Copy out every one of the lines below precisely as they appear, but omit the pictures.
───── Stored records
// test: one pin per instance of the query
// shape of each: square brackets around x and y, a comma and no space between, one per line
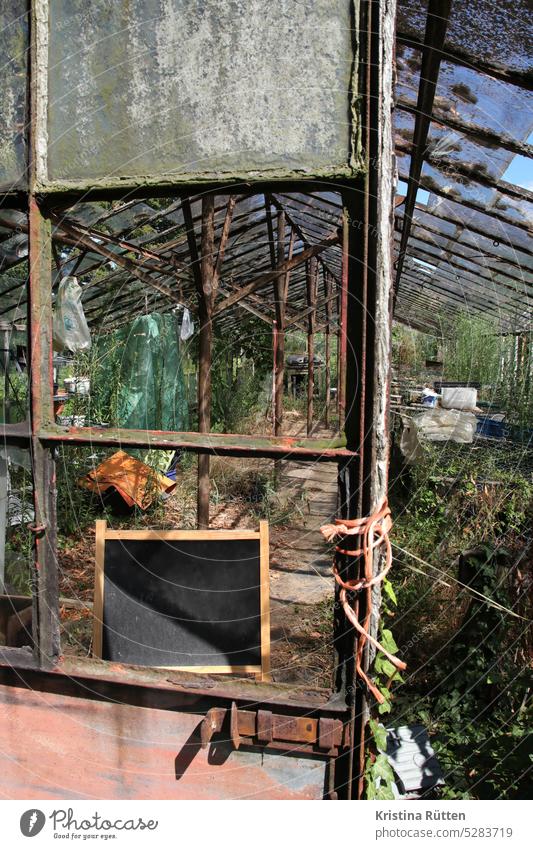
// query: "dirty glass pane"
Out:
[16,511]
[150,88]
[14,52]
[13,316]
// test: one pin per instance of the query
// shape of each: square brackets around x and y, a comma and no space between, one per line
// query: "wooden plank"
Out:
──────────
[Response]
// test: one pin per instance of the query
// shape of each: square brackets around x and y, a comma and no space between, one per line
// query: "dirty glass pane"
Out:
[16,511]
[150,88]
[14,52]
[13,316]
// test: one pin per instance of the query
// shape of each: square brackets around x and y, a comma and no space between, one per line
// query: "wooden plank"
Out:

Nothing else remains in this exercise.